* **Your task**: Please render the stretch of the records below, from the line containing "Given the following task — detect sun reflection" through the line containing "[303,223,335,256]", as a Markdown table with the columns Row and Line. Number each row and leave out any blank lines.
────
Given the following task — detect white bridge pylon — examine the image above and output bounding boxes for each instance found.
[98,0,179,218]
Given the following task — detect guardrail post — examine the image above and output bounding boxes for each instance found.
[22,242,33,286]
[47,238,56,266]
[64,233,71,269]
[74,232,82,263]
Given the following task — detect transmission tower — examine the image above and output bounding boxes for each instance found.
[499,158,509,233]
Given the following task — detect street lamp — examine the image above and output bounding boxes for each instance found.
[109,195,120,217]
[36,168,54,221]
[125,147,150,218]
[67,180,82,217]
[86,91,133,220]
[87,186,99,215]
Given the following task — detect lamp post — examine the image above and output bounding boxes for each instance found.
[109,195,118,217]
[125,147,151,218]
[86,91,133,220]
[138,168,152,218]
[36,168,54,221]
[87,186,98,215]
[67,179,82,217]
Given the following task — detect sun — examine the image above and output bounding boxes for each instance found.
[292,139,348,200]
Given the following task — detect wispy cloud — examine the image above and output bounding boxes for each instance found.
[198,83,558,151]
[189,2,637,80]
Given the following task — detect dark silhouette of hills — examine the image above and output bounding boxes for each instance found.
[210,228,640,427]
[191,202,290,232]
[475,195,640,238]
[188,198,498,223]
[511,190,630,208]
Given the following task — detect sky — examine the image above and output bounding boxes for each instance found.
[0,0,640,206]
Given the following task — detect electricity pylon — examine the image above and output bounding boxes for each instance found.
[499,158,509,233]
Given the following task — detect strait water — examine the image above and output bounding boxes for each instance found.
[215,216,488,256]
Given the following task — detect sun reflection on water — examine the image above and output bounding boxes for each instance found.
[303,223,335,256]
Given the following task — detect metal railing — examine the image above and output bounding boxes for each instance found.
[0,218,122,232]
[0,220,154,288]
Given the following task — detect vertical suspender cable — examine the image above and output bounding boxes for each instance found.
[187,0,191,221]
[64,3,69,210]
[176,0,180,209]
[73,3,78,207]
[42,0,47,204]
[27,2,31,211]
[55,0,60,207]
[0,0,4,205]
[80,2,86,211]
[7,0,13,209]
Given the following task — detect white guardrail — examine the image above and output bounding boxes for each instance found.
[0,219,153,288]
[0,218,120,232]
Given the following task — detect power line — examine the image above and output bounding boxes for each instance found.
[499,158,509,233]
────
* **Answer for this exercise**:
| Row | Line |
|---|---|
| 1 | Given the following task — detect sun reflection on water — examine the image above and output bounding boxes for each instance found. |
| 2 | [303,223,335,256] |